▸ WORK TO COMPLETE
a: In the article on Woody's boot and Baptism, what name is written on the bottom of Woody's boot?
b: Extend the article on Woody's boot and Baptism beyond its final sentence.

▸ EXERCISE TEXT
Landry: We are given an indelible spiritual mark on our souls

24 May 2022

Appears in: Archdiocesan News

One lasting image from Toy Story 2 is found on the bottom of cowboy doll Woody’s boot. There, you would find the name ‘Andy’ written in permanent marker. Andy writes his name on the feet of most of his toys as a sign/reminder that they are his and he cares for them.

In the movie, Woody stops to ponder the name written on his boot twice. Early in the movie he has lost his cowboy hat. Woody is afraid that Andy won’t want to play with a hatless cowboy doll.  Another toy tells him to look under his boot and reminds him that the kid who wrote his name there won’t easily forget him.

Later in the movie, Woody is damaged and stolen. Part of the adventure that follows presents Woody with a great temptation: he has the chance be sold as part of a collection of vintage toys to a museum. There he will be preserved for generations with no risk of being damaged or lost again.

Woody initially decides to go to the museum, but at the last minute remembers what’s on the bottom of his boot and what that means. He remembers that Andy loves him and where he belongs. It is then that Woody shakes off any illusions of wanting to “live forever,” and decides he’ll return home.

This is the more difficult road, the one where Woody chooses to trust the one who loves him. And in many ways, it’s precisely what we are called to by virtue of our Baptism. We are given a permanent – indelible – spiritual mark on our souls (CCC 1272). We know that God knows our name, we are His, and that He cares for us. We may not always understand what God is doing or what God has in store for us, but we can choose to trust in His love for us and that with Him is where we belong.

But like Woody, we can go through the many adventures life brings to us, and we can forget who we are and whose we are. This was the temptation that overcame our first parents when they chose to believe that by grasping at the forbidden fruit, they could live forever (Genesis 3). They believed the words of the serpent rather than the words of God who had given them everything. This was also the temptation that overcame Simon Peter, when in fear he denied Jesus three times (Luke 24:54-62). He chose to listen to his fears rather than cling to his friendship with the Lord. And this is the temptation that sometimes overcomes us when we listen to other voices or our own fears, making our own worst decisions and turning our own backs on God.

Point localization records:
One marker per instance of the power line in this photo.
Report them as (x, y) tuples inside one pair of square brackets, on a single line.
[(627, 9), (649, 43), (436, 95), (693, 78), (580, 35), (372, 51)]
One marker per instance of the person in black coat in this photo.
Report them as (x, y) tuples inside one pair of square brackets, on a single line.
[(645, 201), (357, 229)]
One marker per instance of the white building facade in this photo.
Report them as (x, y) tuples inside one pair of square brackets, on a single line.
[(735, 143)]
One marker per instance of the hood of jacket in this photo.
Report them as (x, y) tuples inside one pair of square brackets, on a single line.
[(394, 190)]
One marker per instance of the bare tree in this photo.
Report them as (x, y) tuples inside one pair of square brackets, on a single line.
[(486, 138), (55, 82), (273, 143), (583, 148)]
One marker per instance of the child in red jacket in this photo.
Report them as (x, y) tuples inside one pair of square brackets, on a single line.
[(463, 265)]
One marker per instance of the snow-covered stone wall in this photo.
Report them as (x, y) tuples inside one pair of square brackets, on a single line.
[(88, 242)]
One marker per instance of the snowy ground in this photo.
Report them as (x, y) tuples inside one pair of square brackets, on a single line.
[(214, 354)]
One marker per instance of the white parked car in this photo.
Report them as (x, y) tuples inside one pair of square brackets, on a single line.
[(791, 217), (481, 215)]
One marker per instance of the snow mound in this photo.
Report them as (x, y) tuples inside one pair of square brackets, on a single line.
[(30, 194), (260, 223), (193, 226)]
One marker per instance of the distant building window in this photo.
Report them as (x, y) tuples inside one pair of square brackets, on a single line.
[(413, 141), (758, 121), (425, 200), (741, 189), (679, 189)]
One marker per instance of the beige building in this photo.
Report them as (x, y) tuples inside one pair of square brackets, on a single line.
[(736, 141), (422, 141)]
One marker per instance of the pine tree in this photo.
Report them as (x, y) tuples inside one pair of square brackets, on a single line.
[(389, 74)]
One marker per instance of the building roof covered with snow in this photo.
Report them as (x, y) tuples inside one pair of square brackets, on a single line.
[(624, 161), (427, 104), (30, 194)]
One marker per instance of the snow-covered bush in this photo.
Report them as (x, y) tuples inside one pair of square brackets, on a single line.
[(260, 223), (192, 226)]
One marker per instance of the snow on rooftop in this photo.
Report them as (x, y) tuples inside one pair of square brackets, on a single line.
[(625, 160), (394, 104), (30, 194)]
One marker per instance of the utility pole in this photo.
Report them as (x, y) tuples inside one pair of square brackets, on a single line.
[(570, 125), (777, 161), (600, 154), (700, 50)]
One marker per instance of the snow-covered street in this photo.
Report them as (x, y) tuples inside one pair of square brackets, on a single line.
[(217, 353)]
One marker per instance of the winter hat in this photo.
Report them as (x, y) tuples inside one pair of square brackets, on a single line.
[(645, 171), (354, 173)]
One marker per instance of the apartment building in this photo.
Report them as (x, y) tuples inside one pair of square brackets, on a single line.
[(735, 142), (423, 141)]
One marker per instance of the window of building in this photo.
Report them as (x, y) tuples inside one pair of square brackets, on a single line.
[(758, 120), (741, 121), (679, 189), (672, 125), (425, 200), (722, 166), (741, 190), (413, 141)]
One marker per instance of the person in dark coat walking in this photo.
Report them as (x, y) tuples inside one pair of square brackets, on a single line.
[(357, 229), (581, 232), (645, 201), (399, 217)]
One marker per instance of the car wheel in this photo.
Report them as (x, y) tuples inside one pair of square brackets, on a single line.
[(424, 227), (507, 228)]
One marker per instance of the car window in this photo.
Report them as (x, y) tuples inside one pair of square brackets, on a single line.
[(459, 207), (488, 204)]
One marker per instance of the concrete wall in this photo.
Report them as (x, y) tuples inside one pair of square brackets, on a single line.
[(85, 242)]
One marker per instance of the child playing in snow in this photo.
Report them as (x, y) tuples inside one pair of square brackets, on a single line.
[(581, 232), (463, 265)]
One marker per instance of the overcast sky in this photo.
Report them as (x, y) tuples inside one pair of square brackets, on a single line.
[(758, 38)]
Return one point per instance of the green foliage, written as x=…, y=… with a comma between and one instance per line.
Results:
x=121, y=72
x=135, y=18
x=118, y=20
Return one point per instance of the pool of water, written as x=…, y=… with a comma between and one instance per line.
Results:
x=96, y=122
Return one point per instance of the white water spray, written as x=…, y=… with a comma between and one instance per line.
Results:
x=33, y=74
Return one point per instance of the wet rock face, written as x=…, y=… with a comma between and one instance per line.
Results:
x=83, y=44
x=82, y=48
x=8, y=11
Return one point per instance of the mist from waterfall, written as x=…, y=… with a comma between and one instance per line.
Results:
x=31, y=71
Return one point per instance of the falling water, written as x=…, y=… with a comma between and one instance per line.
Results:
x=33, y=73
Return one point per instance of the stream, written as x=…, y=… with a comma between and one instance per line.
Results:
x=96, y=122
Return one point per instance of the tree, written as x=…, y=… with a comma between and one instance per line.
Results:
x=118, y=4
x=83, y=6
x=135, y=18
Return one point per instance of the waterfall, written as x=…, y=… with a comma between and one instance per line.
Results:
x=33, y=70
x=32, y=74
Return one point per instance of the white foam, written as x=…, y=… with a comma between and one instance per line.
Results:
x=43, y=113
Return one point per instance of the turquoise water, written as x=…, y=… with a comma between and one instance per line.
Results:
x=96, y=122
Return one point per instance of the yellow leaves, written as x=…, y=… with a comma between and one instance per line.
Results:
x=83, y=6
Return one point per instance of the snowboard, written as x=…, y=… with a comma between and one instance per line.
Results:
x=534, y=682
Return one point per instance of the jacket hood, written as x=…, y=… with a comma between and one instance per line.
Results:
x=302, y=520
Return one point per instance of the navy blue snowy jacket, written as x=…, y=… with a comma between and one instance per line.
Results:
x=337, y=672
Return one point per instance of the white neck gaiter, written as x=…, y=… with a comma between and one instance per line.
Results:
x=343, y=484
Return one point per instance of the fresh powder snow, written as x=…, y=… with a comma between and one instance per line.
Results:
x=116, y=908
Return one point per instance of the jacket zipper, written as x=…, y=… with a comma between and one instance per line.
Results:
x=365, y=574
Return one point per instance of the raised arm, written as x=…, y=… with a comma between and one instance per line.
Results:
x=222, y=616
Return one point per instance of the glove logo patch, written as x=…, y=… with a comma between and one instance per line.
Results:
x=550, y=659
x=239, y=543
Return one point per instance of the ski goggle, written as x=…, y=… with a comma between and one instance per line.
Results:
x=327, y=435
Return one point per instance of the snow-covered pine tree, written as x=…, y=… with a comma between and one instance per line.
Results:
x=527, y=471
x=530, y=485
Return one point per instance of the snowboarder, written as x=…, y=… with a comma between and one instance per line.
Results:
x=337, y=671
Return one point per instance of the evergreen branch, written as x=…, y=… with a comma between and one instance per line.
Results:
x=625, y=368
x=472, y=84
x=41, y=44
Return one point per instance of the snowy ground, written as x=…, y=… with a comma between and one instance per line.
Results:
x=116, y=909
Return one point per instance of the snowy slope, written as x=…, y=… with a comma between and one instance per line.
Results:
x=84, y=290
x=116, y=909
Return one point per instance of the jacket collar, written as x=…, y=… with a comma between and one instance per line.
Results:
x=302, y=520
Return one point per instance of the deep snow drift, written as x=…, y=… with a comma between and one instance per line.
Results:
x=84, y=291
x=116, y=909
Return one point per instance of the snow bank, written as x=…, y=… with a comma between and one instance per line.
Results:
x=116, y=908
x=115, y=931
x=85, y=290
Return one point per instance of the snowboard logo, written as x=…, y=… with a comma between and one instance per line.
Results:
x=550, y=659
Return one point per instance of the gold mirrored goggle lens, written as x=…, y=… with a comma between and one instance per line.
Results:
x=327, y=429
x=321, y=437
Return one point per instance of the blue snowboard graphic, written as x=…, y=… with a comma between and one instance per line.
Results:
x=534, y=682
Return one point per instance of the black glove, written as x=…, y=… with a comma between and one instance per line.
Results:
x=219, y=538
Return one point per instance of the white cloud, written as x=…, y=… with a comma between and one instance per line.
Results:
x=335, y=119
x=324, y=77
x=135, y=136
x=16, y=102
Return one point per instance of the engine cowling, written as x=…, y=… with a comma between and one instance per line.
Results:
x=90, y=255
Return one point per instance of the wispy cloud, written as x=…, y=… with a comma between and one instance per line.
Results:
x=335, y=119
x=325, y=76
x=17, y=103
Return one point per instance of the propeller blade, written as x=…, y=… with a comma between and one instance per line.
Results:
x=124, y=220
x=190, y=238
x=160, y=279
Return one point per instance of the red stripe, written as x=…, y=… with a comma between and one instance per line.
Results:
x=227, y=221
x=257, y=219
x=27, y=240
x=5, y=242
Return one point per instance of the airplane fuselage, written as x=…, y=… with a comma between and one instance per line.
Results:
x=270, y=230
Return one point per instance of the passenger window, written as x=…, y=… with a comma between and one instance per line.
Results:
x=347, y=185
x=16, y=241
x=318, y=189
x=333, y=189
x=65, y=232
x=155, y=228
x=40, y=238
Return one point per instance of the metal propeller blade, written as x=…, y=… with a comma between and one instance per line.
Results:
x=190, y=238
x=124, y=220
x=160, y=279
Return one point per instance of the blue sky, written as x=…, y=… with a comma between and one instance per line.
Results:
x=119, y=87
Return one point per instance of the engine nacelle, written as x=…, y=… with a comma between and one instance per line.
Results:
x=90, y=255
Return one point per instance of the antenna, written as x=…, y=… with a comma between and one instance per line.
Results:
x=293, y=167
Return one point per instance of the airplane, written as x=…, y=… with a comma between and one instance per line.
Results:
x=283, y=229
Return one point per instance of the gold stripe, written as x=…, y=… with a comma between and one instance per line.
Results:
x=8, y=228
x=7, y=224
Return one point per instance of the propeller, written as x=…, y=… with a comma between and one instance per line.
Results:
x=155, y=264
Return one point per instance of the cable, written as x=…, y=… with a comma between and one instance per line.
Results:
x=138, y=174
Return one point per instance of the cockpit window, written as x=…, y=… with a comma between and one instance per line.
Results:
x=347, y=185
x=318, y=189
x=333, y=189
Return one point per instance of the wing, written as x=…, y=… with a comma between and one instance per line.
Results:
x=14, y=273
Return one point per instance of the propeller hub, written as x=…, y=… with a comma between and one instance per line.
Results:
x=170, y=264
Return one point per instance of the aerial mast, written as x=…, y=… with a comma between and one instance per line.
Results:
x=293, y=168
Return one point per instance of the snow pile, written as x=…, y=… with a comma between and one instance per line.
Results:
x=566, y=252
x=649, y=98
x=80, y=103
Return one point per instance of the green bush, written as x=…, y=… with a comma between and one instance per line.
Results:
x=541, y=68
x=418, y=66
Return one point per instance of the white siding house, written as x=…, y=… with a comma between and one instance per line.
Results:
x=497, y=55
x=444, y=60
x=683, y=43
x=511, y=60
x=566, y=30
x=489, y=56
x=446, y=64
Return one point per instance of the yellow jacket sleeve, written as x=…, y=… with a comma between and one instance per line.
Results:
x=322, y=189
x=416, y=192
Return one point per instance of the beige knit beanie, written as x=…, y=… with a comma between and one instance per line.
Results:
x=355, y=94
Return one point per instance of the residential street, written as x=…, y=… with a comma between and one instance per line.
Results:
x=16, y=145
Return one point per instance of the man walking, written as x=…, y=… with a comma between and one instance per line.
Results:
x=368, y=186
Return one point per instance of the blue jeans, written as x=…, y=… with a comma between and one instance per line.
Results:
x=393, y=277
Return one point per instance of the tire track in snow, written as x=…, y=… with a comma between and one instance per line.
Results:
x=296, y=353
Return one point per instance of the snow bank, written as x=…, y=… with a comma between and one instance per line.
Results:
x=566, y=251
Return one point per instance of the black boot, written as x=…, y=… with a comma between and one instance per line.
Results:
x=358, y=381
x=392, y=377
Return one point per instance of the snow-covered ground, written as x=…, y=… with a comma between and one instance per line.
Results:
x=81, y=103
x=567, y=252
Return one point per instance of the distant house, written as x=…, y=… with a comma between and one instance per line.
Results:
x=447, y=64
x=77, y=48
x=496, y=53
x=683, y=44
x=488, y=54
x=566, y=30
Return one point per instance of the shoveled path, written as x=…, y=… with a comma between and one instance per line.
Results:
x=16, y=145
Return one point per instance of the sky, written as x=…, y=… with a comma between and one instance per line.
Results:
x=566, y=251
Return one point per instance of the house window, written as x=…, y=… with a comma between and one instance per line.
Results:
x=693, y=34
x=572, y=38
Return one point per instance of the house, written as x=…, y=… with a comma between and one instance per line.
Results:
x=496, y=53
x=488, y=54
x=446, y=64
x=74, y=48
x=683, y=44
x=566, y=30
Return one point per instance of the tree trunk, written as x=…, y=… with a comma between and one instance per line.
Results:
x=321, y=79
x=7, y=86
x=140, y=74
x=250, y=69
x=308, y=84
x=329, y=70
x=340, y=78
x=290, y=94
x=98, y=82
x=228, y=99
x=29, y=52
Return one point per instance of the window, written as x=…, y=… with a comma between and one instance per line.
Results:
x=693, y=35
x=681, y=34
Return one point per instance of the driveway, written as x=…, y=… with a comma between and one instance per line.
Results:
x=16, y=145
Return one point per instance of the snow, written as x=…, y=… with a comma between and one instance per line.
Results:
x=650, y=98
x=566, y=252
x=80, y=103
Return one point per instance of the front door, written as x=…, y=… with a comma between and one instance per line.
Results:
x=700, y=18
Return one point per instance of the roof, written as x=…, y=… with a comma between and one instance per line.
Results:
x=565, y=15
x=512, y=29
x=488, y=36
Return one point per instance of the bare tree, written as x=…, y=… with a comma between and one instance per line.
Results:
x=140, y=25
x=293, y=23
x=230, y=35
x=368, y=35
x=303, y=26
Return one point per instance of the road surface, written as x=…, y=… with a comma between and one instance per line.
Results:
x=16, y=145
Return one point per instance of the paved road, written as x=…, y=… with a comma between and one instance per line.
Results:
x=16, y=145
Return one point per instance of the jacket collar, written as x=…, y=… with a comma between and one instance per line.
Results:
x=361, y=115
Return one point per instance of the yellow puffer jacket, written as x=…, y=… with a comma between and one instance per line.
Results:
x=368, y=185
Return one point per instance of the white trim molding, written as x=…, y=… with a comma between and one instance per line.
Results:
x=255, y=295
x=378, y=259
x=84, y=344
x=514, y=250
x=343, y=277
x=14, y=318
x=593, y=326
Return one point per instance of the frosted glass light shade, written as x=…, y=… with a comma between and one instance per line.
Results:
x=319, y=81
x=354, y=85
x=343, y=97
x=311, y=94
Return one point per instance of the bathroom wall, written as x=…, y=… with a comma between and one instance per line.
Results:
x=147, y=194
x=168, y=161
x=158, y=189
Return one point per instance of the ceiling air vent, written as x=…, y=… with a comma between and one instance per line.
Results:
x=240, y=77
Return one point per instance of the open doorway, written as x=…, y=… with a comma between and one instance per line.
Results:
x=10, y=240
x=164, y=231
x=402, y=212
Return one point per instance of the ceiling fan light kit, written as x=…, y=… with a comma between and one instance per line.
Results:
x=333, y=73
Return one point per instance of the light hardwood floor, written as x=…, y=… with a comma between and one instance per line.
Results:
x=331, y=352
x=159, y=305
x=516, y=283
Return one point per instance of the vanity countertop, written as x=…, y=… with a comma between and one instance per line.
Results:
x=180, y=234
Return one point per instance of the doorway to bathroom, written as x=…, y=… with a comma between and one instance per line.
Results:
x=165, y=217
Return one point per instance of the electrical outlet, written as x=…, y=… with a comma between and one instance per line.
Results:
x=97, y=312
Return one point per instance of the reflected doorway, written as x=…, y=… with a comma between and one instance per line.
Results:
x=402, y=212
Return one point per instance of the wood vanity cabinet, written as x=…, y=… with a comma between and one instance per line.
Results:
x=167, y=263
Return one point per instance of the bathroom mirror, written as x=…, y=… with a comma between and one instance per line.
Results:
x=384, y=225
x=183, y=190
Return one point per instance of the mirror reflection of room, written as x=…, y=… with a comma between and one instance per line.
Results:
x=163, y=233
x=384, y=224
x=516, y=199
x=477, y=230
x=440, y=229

▸ ANSWERS TO THE EXERCISES
a: Andy

b:
Mercifully, God never forgets who we are. He never forgets that we are His. God is patient and He is persistent even when we allow our fears and these other voices to drown His voice out and finds ways to get us to look at our own ‘boots’ so we remember who we are and whose we are. We see that even as He is evicting Adam and Eve from the Garden of Eden, God makes the first promise of a future Messiah who will set things right (Genesis 3:15). After the Resurrection, Jesus asks Simon Peter “Do you love me?” three times (John 21:15-25) – a fitting opportunity to set Peter’s heart aright after the shame of his threefold denial (Luke 22:62).

We need to remember that He has left us countless reminders for us of who we are and whose we are. We are God’s beloved children (1 John 3:1). We can see that He claims us as His own when we read scripture and hear Him say “Fear not, for I have redeemed you;I have called you by name, you are mine” (Isaiah 43:1). We hear it from others who try to teach this to us. Sometimes the message is simple, as in Veggietales, which always ends with the same encouragement: “God made you special and He loves you very much.” Sometimes we hear the message from spiritual giants like Pope Benedict XVI who said that “Each of us is the result of a thought of God. Each of us is willed, each of us is loved, each of us is necessary.”

Although we may not be able to look to the bottom of our boot to see a name written in permanent marker, what was true for Woody in Toy Story is exponentially truer for each of us: God loves us, we are His, and He cares for us.

Mike Landry is chaplain to Evergreen Catholic Schools west of Edmonton, and serves as an occasional guest speaker and music minister in communities across Western Canada. Mike and his wife Jennifer live in Stony Plain, Alta. with their five children.